_WHAT YOU ARE ASKED TO DO_
Begin at the line below that contains "Exercise. Find the" and write out every line from there to the end of the entries, exactly.

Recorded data
[Start of section]

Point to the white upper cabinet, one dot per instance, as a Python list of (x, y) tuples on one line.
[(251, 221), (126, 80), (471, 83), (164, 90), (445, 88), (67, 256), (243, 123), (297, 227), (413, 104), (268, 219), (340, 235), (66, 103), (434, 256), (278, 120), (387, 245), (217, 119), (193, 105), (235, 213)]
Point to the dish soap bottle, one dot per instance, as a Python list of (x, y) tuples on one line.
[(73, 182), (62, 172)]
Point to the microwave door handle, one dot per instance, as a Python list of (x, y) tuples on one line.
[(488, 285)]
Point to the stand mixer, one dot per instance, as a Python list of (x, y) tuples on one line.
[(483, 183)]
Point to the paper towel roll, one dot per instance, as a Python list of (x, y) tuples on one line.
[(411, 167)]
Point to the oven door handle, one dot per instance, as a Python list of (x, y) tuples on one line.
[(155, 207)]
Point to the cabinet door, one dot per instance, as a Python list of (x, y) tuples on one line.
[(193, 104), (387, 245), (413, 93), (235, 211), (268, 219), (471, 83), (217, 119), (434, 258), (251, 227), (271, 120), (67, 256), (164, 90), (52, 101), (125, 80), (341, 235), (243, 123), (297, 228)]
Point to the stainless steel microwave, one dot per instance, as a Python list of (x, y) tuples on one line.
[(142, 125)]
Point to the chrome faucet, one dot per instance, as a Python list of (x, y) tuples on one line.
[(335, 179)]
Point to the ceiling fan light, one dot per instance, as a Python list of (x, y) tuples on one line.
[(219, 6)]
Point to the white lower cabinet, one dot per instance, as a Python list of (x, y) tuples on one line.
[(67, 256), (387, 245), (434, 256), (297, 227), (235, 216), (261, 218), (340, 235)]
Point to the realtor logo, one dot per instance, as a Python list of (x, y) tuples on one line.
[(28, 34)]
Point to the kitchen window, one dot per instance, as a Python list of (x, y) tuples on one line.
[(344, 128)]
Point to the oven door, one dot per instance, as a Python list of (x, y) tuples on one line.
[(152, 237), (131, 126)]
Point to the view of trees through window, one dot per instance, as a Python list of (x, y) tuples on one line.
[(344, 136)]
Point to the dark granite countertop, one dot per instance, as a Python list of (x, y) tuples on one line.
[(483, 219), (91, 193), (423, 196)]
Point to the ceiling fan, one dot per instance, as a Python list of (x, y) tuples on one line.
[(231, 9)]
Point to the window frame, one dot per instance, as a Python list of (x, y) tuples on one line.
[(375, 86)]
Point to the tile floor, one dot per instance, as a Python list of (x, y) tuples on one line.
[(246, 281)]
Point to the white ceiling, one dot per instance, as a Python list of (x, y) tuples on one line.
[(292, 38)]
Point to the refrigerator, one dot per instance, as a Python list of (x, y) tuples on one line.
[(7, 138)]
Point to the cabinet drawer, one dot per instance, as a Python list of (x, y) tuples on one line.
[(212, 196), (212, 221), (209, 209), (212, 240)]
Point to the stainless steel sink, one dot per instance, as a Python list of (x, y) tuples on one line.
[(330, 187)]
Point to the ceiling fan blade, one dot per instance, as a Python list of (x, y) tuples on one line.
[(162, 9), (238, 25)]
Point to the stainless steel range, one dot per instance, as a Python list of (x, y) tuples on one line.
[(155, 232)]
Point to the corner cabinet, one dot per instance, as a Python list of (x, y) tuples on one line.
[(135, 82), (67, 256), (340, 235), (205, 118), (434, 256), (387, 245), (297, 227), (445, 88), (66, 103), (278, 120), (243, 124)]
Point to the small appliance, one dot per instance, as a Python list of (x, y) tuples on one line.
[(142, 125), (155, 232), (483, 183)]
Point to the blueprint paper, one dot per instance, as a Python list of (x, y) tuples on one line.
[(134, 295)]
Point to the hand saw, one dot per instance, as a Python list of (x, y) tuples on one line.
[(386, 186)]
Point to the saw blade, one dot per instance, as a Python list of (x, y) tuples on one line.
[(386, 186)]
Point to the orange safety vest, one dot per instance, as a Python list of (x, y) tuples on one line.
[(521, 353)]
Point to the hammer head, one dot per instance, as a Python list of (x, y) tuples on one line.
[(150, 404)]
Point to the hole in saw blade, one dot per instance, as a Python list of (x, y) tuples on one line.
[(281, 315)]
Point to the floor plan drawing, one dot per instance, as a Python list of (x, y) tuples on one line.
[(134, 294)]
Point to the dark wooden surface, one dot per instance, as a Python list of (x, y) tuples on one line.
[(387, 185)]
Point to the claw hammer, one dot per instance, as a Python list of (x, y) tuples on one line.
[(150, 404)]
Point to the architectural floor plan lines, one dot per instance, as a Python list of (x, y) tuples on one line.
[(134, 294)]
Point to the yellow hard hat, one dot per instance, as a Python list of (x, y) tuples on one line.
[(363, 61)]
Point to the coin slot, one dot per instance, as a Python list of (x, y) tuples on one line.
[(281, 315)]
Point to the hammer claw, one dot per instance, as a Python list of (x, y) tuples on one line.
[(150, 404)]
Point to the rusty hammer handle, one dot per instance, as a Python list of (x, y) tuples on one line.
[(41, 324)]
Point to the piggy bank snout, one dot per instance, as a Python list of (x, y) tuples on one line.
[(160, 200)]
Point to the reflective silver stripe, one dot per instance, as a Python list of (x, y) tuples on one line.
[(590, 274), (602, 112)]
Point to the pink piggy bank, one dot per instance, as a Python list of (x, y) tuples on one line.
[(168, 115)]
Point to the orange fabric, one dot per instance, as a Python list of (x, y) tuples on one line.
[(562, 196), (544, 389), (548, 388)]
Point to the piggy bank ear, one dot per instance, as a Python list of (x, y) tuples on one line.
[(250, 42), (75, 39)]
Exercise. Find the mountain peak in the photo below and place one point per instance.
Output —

[End of section]

_THE ANSWER_
Exercise. Find the mountain peak in the photo below and place one point per instance.
Output —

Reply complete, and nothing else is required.